Task statement:
Copy out the entries exactly, and wherever a picture appears, leave it out.

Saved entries
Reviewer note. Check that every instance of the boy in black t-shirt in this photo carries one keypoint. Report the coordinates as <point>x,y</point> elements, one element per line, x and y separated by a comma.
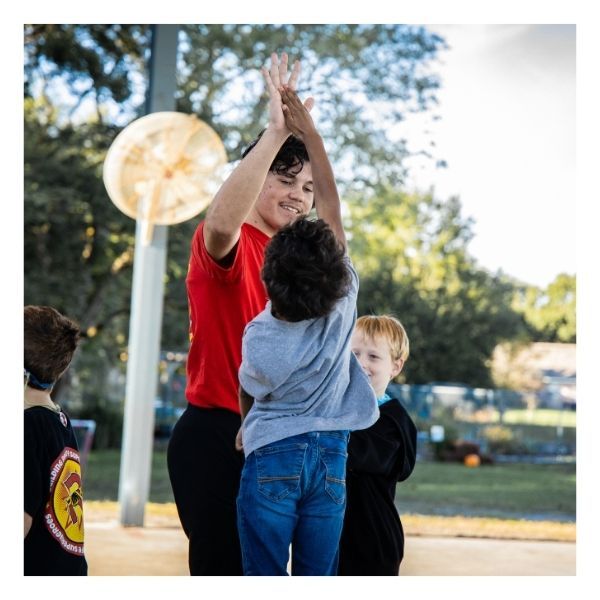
<point>53,486</point>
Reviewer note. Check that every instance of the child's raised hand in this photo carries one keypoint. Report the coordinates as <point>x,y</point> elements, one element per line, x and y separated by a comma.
<point>296,114</point>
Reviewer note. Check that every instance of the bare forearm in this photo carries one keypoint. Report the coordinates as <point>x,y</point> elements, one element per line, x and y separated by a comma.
<point>327,199</point>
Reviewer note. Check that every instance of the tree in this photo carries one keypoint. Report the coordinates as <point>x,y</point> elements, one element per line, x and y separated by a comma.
<point>411,252</point>
<point>84,82</point>
<point>550,312</point>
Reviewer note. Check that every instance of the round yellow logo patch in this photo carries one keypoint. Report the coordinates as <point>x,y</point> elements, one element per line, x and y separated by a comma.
<point>64,510</point>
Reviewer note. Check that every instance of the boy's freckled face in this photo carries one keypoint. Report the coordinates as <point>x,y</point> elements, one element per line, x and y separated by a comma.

Written reply:
Reviewer note. Check that every instance of the boy in black t-shirt in this photo carries one keypoint. Report the coordinates as <point>x,y</point> elements, one element per line, x and y separated by a comma.
<point>53,486</point>
Reviewer note. Check that every instance of the child's raised hand in this photo carries one keypoint. Report the coordinates as <point>x,y</point> elements, one element per line, x and y separated by a comma.
<point>296,114</point>
Reviewer note. Check that every instance of the bare forearm in this photo carries one keypoint. Report the coordinates as <point>x,y</point> elements, one element per line, x and y separated by a comma.
<point>327,199</point>
Reviewer note. Check that every instance of the tree in this photo carries one keypoint. Report the coordinates as <point>x,y</point> elements, one element per line, x and y separated by a comma.
<point>411,252</point>
<point>84,82</point>
<point>550,312</point>
Reviewer note. Check that every instance of the round yellow logo patch in this photo carries one keypoint. Report the coordinates as <point>x,y</point> elements, one element per line, x and y separated by a comma.
<point>64,510</point>
Reviewer note. Check that every instance of the boy's freckled face in this photo carries one keypoint. Report the coordinates as <point>x,y</point> elements, one element per line, x and y separated by a comma.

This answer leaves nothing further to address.